• **What you are asked to do**
Find every line in the records below that contains the string "building", matching case exactly, and copy each such line in full.

• **Dataset content**
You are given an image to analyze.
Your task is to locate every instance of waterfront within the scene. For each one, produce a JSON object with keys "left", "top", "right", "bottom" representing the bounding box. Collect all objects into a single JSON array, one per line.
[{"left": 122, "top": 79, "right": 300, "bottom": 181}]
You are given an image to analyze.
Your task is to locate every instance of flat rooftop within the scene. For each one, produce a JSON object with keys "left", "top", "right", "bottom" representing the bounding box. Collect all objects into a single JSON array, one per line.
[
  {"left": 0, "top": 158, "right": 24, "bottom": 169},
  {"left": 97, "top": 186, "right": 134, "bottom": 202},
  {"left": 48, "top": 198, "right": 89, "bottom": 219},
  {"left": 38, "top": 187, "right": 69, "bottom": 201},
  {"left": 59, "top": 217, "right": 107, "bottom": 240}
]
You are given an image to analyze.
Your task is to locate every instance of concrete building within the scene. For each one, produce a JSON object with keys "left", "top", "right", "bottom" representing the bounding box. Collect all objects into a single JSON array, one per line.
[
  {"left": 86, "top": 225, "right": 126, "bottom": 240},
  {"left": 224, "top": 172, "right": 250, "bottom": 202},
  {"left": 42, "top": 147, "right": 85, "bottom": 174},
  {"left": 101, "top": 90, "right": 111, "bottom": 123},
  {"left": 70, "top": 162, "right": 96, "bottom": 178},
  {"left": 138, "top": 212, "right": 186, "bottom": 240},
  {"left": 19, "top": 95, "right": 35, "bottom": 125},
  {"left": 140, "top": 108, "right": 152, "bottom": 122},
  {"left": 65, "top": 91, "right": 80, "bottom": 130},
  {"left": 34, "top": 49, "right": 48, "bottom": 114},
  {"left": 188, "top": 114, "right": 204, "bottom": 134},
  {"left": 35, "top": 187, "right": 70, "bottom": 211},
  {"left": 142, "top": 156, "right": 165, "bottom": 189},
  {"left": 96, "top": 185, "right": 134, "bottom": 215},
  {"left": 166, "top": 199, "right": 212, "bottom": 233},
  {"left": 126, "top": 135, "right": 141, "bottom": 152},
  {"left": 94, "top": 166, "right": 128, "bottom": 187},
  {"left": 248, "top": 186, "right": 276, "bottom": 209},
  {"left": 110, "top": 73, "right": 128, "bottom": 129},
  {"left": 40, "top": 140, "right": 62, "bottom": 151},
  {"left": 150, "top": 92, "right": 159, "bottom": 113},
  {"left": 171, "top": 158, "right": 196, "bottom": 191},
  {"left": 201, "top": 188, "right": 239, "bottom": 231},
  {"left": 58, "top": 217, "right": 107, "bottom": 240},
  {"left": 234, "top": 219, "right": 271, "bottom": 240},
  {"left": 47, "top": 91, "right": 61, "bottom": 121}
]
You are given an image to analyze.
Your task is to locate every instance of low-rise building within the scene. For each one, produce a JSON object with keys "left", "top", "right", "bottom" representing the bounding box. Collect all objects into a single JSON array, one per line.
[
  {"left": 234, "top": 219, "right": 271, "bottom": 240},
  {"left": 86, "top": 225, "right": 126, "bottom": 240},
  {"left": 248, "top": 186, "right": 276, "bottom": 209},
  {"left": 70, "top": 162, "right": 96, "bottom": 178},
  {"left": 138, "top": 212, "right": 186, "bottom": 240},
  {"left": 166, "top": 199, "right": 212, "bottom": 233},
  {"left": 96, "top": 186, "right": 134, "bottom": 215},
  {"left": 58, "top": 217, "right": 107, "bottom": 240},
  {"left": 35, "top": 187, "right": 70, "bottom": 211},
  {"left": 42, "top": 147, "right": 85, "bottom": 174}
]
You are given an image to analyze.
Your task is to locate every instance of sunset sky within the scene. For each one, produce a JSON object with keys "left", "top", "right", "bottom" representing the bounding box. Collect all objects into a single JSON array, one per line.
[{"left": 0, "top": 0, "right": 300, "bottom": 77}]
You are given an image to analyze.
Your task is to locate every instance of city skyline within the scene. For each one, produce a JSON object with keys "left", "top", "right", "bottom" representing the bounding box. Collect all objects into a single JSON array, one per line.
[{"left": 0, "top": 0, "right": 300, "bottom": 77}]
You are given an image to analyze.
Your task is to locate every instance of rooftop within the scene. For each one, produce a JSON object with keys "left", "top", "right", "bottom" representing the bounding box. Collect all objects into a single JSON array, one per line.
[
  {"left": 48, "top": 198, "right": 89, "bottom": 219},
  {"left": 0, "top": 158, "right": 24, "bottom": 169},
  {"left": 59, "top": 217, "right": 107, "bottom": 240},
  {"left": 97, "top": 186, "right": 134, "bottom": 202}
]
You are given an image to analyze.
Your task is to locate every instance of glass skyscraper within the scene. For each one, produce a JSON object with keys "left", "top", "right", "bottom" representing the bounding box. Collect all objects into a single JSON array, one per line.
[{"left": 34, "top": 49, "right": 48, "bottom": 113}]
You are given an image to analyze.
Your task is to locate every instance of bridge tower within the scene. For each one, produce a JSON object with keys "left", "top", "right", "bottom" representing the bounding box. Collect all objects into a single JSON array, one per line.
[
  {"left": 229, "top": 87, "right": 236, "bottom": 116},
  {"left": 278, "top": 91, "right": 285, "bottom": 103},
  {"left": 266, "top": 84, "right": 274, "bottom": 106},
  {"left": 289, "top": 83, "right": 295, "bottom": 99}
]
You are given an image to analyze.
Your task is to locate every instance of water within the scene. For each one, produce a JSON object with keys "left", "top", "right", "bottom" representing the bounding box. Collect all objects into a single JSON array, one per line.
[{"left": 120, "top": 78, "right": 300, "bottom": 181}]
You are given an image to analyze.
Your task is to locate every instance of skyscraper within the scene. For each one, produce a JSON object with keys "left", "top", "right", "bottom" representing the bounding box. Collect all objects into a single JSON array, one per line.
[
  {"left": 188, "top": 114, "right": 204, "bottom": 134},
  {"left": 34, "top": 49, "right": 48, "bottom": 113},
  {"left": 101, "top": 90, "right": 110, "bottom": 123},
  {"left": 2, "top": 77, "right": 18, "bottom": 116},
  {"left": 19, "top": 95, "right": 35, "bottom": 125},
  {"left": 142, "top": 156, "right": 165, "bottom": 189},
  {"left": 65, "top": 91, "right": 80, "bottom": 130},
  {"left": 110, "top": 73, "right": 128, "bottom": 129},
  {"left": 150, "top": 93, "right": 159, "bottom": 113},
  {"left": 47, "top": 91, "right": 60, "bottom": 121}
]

• **Answer for this exercise**
Your task is to locate every instance of concrete building within the scene. For each one, produce a JSON object with keys "left", "top", "right", "bottom" representing the bounding box. Collect all objects into a single JSON array, one per line.
Your task is to locate every instance of low-rise building within the scene. For each one, produce a JSON object with keys "left", "top", "right", "bottom" representing the bounding box. Collect all objects into a single JSON array, one per line.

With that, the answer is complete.